GIVEN EXERCISE A: In the listing, can you change "roof ornament" to "finial" in everything from the line containing "Question: Where in this photograph is the roof" down to the line containing "1020 483 1043 505", keeping all else the same and giving back only those lines?

── TEXT PASSAGE ──

From mboxrd@z Thu Jan  1 00:00:00 1970
From: downing.nick@gmail.com (Nick Downing)
Date: Mon, 2 Jan 2017 13:42:31 +1100
Subject: [TUHS] Unix stories
In-Reply-To: <5257291ca0a0e1d80c646cab730129d589c5d707@webmail.yaccman.com>
References: <CAH1jEzaLux09LFYSXgSgf2Bo+kNp-E=ZG++p9wbD6H-oG60nbw@mail.gmail.com>
 <5257291ca0a0e1d80c646cab730129d589c5d707@webmail.yaccman.com>
Message-ID: <CAH1jEzbnqCPYDfOqmAE+N=4jFG4YoitUf=+w29FUOP7wGw6KXg@mail.gmail.com>

This is something I think about a lot. And I can't really say how
adding an option to gcc (for example) should be tested. In fact I'm a
bit lazy when it comes to adding test cases even though I recognize
their validity. Programming by test case is a good idea, but one
problem is the setup cost, for a new project I tend to just write a
two-line Makefile and start coding, and I really want to keep doing
this. Once I start adding a testcase infrastructure then the Makefile
is a lot bigger (make tests and so forth) and relies on external tools
etc. Simplicity really can be better, I mean once you start using
tools like cmake/smake, ant, or (THE HORRORS) maven, it's a time
waste.

But what I really want to say here, is a lot of the bloat arises
because different ecosystems have different ways of doing things. For
instance the object model. Well C++ has an object model. And C has an
object model (based on void * pointers, lots of libraries export this
kind of object model including FILE * in stdio). And gnome has an
object model. And OpenOffice/StarOffice defines its own object model
which is similar to Microsoft's COM. And so on and so forth. So, much
as I like the democracy of an open ecosystem where everyone can define
a competing way of doing the same thing and de facto standards
develop... my own plan is a little bit different.

What I want to do is go back to a REALLY SIMPLE unbloated system,
which is why I am very interested in 2.11BSD (you probably saw my
earlier posts about the 2.11BSD system and potential port to Z180 and
so on). And then I want to define the ONE TRUE WAY(TM) of doing each
thing. But before I do this I want to go right back to basics and look
at the object model used in the operating system itself. For instance
the stuff like the oft (open file table), inode table, the filesystem
table (I mean Sun VFS which isn't in 2.11BSD AFAIK but eventually
should be), the device table and so on. And also the user-visible
objects like files, sockets etc which map to kernel objects.

───
── TASK DATA ──

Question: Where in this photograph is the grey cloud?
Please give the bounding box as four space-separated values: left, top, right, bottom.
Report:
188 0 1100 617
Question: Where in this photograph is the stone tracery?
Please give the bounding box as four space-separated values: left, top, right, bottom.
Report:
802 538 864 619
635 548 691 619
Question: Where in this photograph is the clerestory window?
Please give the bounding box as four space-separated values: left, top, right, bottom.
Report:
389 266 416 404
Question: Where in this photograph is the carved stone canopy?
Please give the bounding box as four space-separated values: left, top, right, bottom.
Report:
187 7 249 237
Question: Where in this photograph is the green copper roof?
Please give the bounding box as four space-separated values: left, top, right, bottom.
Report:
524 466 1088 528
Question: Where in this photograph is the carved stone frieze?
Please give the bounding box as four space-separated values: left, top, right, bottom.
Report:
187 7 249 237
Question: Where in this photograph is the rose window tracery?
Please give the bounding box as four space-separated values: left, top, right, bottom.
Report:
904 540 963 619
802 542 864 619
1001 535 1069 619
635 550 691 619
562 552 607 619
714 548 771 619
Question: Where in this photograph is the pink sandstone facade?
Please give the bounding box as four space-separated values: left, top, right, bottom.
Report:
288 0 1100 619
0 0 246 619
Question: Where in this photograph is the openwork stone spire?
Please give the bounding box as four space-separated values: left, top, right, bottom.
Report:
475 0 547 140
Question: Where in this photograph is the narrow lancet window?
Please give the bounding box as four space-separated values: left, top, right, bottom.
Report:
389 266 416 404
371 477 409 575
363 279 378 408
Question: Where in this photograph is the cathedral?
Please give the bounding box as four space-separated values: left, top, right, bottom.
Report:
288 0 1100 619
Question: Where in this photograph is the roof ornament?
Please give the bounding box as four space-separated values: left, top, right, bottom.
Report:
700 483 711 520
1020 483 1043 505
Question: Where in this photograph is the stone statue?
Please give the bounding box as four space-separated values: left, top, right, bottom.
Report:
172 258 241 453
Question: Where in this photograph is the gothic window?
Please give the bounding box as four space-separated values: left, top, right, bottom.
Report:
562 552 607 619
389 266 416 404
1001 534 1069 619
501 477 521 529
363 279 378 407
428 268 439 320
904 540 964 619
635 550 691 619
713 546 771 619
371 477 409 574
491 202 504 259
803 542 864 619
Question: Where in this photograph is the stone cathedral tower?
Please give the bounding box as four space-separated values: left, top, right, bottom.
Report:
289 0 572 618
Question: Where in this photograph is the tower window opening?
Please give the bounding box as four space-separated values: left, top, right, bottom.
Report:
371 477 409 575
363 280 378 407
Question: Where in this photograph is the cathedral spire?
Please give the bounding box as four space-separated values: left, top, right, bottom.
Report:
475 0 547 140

───

GIVEN EXERCISE B: Could you quote the email post on software bloat word for word, everything from "But what I really" down to "little bit different."?

EXPECTED ANSWER A:
Question: Where in this photograph is the finial?
Please give the bounding box as four space-separated values: left, top, right, bottom.
Report:
700 483 711 520
1020 483 1043 505

EXPECTED ANSWER B:
But what I really want to say here, is a lot of the bloat arises
because different ecosystems have different ways of doing things. For
instance the object model. Well C++ has an object model. And C has an
object model (based on void * pointers, lots of libraries export this
kind of object model including FILE * in stdio). And gnome has an
object model. And OpenOffice/StarOffice defines its own object model
which is similar to Microsoft's COM. And so on and so forth. So, much
as I like the democracy of an open ecosystem where everyone can define
a competing way of doing the same thing and de facto standards
develop... my own plan is a little bit different.